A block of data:
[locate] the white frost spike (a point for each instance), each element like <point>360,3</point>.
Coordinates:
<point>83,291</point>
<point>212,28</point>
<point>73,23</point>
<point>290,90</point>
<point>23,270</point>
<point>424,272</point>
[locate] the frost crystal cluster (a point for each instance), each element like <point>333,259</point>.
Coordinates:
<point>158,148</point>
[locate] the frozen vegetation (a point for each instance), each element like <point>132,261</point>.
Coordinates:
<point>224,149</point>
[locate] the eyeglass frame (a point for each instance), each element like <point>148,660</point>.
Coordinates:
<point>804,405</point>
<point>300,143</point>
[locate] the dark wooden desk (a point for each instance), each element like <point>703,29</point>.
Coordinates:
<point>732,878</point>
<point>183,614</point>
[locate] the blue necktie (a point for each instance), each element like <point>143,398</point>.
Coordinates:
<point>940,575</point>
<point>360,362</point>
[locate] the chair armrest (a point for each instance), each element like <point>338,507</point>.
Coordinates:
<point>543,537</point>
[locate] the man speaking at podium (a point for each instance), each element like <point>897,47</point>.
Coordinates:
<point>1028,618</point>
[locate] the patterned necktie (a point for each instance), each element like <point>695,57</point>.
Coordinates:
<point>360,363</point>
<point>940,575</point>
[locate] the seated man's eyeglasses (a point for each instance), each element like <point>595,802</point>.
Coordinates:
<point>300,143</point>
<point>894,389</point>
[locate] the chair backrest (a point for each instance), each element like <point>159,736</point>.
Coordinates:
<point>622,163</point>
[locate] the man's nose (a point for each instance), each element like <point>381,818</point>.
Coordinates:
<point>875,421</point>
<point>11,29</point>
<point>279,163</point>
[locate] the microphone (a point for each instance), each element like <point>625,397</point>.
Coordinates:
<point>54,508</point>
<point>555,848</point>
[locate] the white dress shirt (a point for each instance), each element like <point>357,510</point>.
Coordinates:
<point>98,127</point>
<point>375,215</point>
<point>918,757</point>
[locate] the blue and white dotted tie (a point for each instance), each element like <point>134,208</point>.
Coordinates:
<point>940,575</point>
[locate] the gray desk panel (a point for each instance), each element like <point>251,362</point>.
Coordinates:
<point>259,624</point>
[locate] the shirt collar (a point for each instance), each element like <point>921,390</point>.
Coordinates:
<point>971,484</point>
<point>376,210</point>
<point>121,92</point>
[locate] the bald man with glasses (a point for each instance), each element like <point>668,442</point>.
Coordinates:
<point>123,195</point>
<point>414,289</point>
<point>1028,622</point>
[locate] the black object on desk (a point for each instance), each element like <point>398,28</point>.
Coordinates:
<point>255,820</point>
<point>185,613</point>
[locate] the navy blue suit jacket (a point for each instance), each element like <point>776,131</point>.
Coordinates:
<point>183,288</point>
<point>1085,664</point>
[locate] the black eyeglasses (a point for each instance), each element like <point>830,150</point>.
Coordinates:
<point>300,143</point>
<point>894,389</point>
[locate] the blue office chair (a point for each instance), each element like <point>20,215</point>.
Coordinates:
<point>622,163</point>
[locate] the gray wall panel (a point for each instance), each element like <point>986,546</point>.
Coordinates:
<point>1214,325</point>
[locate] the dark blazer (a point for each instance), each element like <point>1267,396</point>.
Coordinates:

**Exercise details**
Express the entries from the line containing "[locate] the blue and" through the end of the entries, both ends included, as a Markdown table with the columns "Row" and "Line". Number each row and leave out blank lines.

**Full response**
| Row | Line |
|---|---|
| 1 | [locate] the blue and white dotted tie (a point for each instance), each element like <point>134,208</point>. |
| 2 | Coordinates: |
| 3 | <point>940,575</point> |
| 4 | [locate] the gray desk panel (a point for each instance), each element like <point>251,362</point>. |
| 5 | Coordinates: |
| 6 | <point>259,624</point> |
| 7 | [locate] the shirt collar (a point for each instance), each element like <point>921,390</point>. |
| 8 | Coordinates: |
| 9 | <point>971,484</point> |
| 10 | <point>376,210</point> |
| 11 | <point>121,92</point> |
| 12 | [locate] the bald man with glasses (a point for each instance), each element like <point>668,442</point>. |
| 13 | Coordinates: |
| 14 | <point>123,195</point> |
| 15 | <point>414,289</point> |
| 16 | <point>1028,622</point> |
| 17 | [locate] the black object on desk (a point for each instance), each element like <point>398,28</point>. |
| 18 | Coordinates: |
| 19 | <point>255,820</point> |
| 20 | <point>185,613</point> |
| 21 | [locate] the navy blue suit jacket (a point for each instance), each element like <point>776,131</point>. |
| 22 | Coordinates: |
| 23 | <point>183,288</point> |
| 24 | <point>1085,664</point> |
| 25 | [locate] the black eyeglasses (a point for each instance), each element like <point>830,150</point>. |
| 26 | Coordinates: |
| 27 | <point>300,143</point> |
| 28 | <point>894,389</point> |
| 29 | [locate] the blue office chair (a point for each instance), each element like <point>20,215</point>. |
| 30 | Coordinates: |
| 31 | <point>622,163</point> |
| 32 | [locate] the gray wall panel (a point for each instance), each element like <point>986,546</point>. |
| 33 | Coordinates: |
| 34 | <point>1214,325</point> |
| 35 | [locate] the dark blazer (a point for each instance), each element like <point>1267,396</point>. |
| 36 | Coordinates: |